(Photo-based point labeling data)
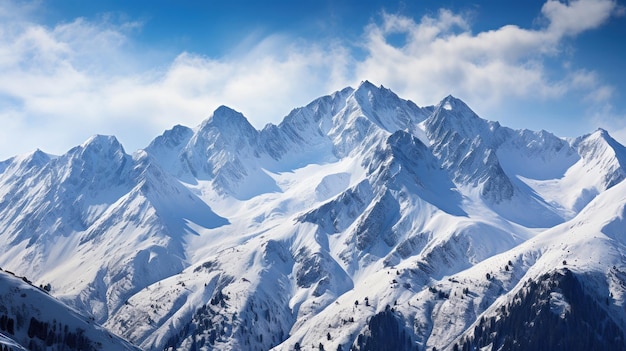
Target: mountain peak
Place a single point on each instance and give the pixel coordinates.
(227, 120)
(451, 103)
(102, 143)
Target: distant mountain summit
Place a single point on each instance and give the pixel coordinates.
(360, 220)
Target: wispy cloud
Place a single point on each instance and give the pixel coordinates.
(60, 84)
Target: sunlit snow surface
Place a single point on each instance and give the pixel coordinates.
(359, 195)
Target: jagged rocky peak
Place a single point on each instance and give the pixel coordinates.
(99, 144)
(452, 115)
(172, 138)
(227, 121)
(385, 109)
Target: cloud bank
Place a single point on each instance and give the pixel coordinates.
(61, 84)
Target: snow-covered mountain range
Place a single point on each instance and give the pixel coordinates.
(360, 220)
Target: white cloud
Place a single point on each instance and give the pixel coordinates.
(442, 56)
(62, 84)
(576, 16)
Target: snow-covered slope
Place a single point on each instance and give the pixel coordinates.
(360, 220)
(30, 319)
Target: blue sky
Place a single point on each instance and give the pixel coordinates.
(70, 68)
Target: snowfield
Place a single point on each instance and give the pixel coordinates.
(361, 220)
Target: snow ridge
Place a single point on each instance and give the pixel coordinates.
(358, 210)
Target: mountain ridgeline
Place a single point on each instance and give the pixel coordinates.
(360, 222)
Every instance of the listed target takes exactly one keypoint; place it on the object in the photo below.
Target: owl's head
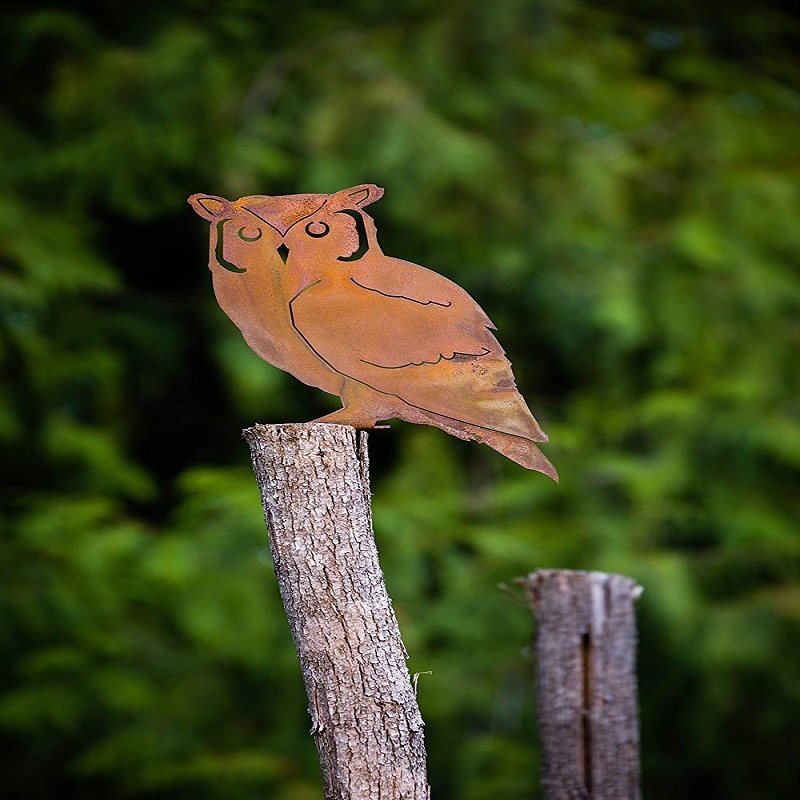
(323, 227)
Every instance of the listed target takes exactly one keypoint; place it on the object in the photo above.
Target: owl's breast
(257, 301)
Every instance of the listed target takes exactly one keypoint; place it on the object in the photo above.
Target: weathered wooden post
(585, 649)
(314, 481)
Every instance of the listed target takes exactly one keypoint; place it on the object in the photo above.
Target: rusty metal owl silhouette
(305, 280)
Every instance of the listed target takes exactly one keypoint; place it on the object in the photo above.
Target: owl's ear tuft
(359, 196)
(209, 206)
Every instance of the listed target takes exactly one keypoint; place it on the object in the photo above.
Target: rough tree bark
(314, 482)
(586, 684)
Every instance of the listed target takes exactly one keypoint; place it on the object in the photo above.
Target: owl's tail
(519, 449)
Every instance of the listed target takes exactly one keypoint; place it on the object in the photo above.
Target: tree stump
(314, 482)
(586, 683)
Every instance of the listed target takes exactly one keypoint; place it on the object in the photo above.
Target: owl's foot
(352, 416)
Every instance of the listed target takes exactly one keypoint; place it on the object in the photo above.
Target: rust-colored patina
(304, 279)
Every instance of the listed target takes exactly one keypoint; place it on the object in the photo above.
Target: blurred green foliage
(616, 182)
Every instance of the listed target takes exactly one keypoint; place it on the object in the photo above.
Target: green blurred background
(615, 182)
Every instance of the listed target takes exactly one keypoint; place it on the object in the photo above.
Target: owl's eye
(245, 238)
(317, 229)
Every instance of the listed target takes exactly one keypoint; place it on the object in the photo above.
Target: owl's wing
(409, 332)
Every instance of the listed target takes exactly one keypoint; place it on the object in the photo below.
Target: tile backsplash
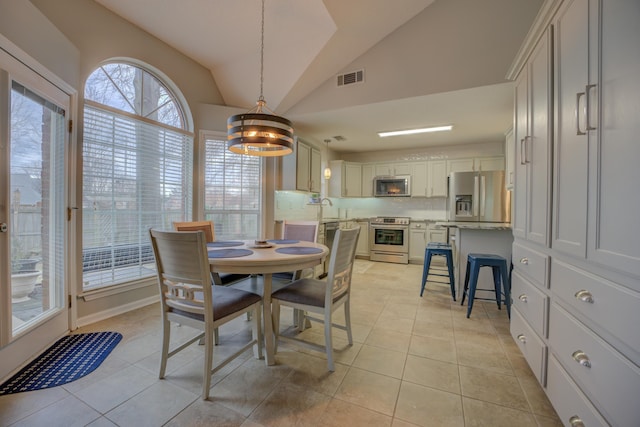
(295, 205)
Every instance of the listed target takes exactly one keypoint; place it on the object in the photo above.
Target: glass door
(33, 141)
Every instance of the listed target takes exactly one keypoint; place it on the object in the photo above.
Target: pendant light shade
(259, 131)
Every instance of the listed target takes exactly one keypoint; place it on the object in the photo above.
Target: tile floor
(415, 362)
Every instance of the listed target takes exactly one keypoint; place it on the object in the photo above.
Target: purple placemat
(283, 241)
(224, 244)
(299, 250)
(229, 253)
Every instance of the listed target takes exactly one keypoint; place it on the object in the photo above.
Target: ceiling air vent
(351, 78)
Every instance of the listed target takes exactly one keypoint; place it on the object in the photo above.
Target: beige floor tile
(386, 338)
(370, 390)
(483, 414)
(340, 414)
(291, 405)
(152, 407)
(66, 412)
(489, 386)
(381, 360)
(246, 387)
(112, 391)
(425, 406)
(432, 373)
(433, 348)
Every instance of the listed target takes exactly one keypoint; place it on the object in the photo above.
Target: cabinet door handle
(584, 296)
(575, 421)
(588, 108)
(578, 96)
(580, 357)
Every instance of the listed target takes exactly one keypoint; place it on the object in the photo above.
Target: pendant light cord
(261, 99)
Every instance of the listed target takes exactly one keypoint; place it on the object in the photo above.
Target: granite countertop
(475, 225)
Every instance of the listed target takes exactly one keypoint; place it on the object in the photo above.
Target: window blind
(232, 191)
(136, 175)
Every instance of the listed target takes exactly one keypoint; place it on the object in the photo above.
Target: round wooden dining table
(245, 257)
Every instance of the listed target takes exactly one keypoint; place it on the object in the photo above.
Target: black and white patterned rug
(70, 358)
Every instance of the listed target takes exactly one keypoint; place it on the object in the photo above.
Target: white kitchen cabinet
(368, 172)
(588, 270)
(419, 180)
(301, 170)
(484, 164)
(393, 169)
(417, 241)
(509, 159)
(533, 156)
(362, 248)
(346, 179)
(460, 165)
(437, 178)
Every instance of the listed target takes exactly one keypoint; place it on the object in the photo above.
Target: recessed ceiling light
(412, 131)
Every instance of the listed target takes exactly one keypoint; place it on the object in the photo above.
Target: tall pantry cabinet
(576, 293)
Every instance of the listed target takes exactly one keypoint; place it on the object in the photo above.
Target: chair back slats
(183, 273)
(306, 231)
(341, 262)
(206, 226)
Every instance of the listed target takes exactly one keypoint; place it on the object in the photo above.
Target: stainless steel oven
(389, 239)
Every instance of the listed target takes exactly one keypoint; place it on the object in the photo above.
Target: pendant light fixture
(259, 131)
(327, 170)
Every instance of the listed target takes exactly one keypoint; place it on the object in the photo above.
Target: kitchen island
(477, 237)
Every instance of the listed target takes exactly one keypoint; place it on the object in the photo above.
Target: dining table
(264, 258)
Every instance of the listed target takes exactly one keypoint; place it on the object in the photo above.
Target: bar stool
(498, 266)
(440, 249)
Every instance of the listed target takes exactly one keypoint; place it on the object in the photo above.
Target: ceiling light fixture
(259, 132)
(412, 131)
(327, 170)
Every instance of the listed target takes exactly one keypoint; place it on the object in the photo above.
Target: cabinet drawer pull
(584, 296)
(575, 421)
(578, 130)
(580, 357)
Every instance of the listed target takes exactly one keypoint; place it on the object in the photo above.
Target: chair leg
(347, 318)
(496, 285)
(256, 332)
(328, 342)
(275, 316)
(473, 279)
(208, 363)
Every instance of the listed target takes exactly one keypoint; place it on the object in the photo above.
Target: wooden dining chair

Set exercise: Pictures don't belong in the copy. Transcribe every record exactly as it appears.

Exercise answer:
Target: mountain peak
Place a single point on each instance and give the pixel coordinates.
(227, 120)
(451, 103)
(102, 143)
Target: distant mountain summit
Place a single point on each instance and give the pixel coordinates.
(360, 220)
Target: wispy cloud
Place a single point on each instance and give the pixel coordinates.
(60, 84)
Target: sunlit snow surface
Place a single point on each instance and give the pixel coordinates.
(359, 195)
Target: jagged rocky peak
Place a single point on each instance and give the pixel coordinates.
(99, 144)
(452, 115)
(172, 138)
(227, 121)
(385, 109)
Target: cloud bank
Place a single point on each instance and give the pixel coordinates.
(61, 84)
Target: snow-covered mountain range
Place a single point on each instance and give the pixel coordinates.
(360, 220)
Target: white cloud
Place a single point on each instance and give the pixel coordinates.
(442, 56)
(62, 84)
(576, 16)
Target: snow-covered slope
Place a single point on each instance and give the pixel coordinates.
(360, 220)
(30, 319)
Target: blue sky
Place a single point on each instance and give the pixel coordinates.
(70, 68)
Target: snowfield
Place a single point on each instance and give the pixel coordinates.
(361, 220)
Target: snow ridge
Place a single point on each instance and give the pixel coordinates.
(358, 210)
Target: mountain ridgeline
Place a single point on each instance and give the pixel coordinates.
(360, 222)
Every instance of the listed target takes exactly one keypoint; place it on the object in the photo below.
Target: owl's head
(323, 227)
Every instance of the listed target takes exactly one keypoint; place it on the object in the photo above.
Target: owl's breast
(257, 301)
Every instance of the listed target takes exactly one keypoint; place it on the object in the photo above.
Target: weathered wooden post
(585, 649)
(314, 481)
Every instance of the listed target takes exactly one keypoint; place it on the object in the photo above.
Target: rusty metal owl silhouette
(305, 280)
Every instance of the listed target takes exactly one keypoint; place it on the object in the photo above.
Target: owl's ear tuft
(359, 196)
(209, 206)
Every instance of the listed target takes exactly one keypoint; place it on the object in the photo above.
Target: rough tree bark
(314, 482)
(586, 684)
Every instance of the listed target takes exactly one keypoint; place it on the object in the photo above.
Target: owl's tail
(519, 449)
Every instance of the listed target takes exactly one keypoint; place it on the object in the photo above.
Target: tree stump
(314, 482)
(586, 683)
Every instance of the listed target takes exactly one keypoint; place it on the object in the photo above.
Target: owl's foot
(352, 416)
Every instance of the listed target takes exactly one keypoint; place it on the object in the photo above.
Target: rust-colored patina
(304, 279)
Every instance of the listed target takes exactly one keypoint; place it on the object in the photo above.
Target: blurred green foliage
(616, 182)
Every instance of the listed target takes exactly one keypoint; place it on the object in the photo above.
Target: green blurred background
(615, 182)
Every instance of the listed target takes exactly one keypoint; place it on the object in the photo above.
Target: owl's eye
(245, 238)
(317, 229)
Every instance of the listed target takes exactly one keypoint; place it on the object in the photo above.
Target: owl's wing
(409, 332)
Every instance of the listed target takes exactly one keypoint; place it on the object in the photo below.
Target: tile backsplash
(295, 205)
Every instance of the listed target takes exactly one keypoint; place it on the object in the photo above.
Target: glass door
(33, 141)
Every instance of the listed target takes exactly one keypoint; place it on the object in the photo above.
Target: pendant light shade
(259, 131)
Every instance of the listed target takes exactly one keypoint; place it on the object in the photo above.
Target: tile floor
(415, 362)
Every instance of the listed target takes exactly one keypoint; place it on the object in the photo above.
Target: purple placemat
(283, 241)
(224, 244)
(299, 250)
(229, 253)
Every instance of the listed target takes exactly one keypoint; place it on the object in the photo above.
Target: ceiling air vent
(351, 78)
Every instance of the listed target takes exactly one keypoint; place it on the object in the photo above.
Target: beige floor tile
(386, 338)
(370, 390)
(483, 414)
(340, 414)
(291, 405)
(152, 407)
(66, 412)
(489, 386)
(381, 360)
(246, 387)
(112, 391)
(425, 406)
(432, 373)
(433, 348)
Every instance of the listed target takes exactly one keypoint; place it on the object in the photo above.
Target: cabinet door handle
(584, 296)
(575, 421)
(588, 108)
(578, 96)
(580, 357)
Every instance of the listed target takes exactly one keypoint; place it on the object in the photo above.
Target: pendant light cord
(261, 99)
Every instance of the listed target takes exactly one keypoint; place it on the object in the photo above.
Target: granite countertop
(475, 225)
Every instance of the listed target takes exactly one keypoint; place it on the object in the photo above.
Target: window blind
(232, 191)
(136, 175)
Every instance of the listed target takes exactly one keypoint; place it on the object in the photo above.
Target: round wooden dining table
(245, 257)
Every instance of the listed target takes exactly one keypoint; place it on the object in the photo above.
Target: black and white patterned rug
(70, 358)
Every instance of the listed target takes exactly one keypoint; place it on the object in the photo above.
Target: white kitchen cabinet
(368, 172)
(588, 270)
(419, 180)
(301, 170)
(484, 164)
(393, 169)
(417, 241)
(509, 159)
(533, 156)
(362, 248)
(346, 179)
(460, 165)
(437, 178)
Every instance of the listed target takes exactly one keypoint; place it on the object in the photo above.
Target: recessed ceiling light
(412, 131)
Every instance of the listed target takes exactly one keypoint; place it on the object in the photo above.
Target: tall pantry cabinet
(576, 293)
Every instance of the listed target takes exactly one keypoint; place it on the object in the photo above.
Target: chair back slats
(183, 273)
(306, 231)
(341, 262)
(206, 226)
Every instance of the listed target takes exactly one keypoint; place it on the object in the photo above.
Target: stainless steel oven
(389, 239)
Every instance of the listed target takes exactly one keypoint; place it on the object in the photo above.
Target: pendant light fixture
(259, 131)
(327, 170)
Every instance of the listed target takes exactly one keypoint; place it on the object in the photo above.
Target: kitchen island
(477, 237)
Every instance of the listed target takes exactly one keypoint; place it on the object in the photo above.
Target: dining table
(264, 258)
Every instance of the listed target takes exactly one keypoint; place it on the object in the photo above.
Target: bar stool
(498, 266)
(440, 249)
Every instance of the listed target takes exactly one keypoint; place it on the object in the photo above.
Target: ceiling light fixture
(259, 132)
(412, 131)
(327, 170)
Every instance of the listed target takes exactly one keypoint; place it on the object in the photo above.
Target: cabinet drawer pull
(584, 296)
(575, 421)
(578, 130)
(580, 357)
Every instance of the listed target takes exactly one keypoint; place it on the object in the photo above.
Target: chair leg
(347, 318)
(496, 285)
(256, 332)
(328, 342)
(275, 316)
(473, 279)
(208, 363)
Every instance of the listed target takes exactly one keypoint; place it on the object in the photo above.
Target: wooden dining chair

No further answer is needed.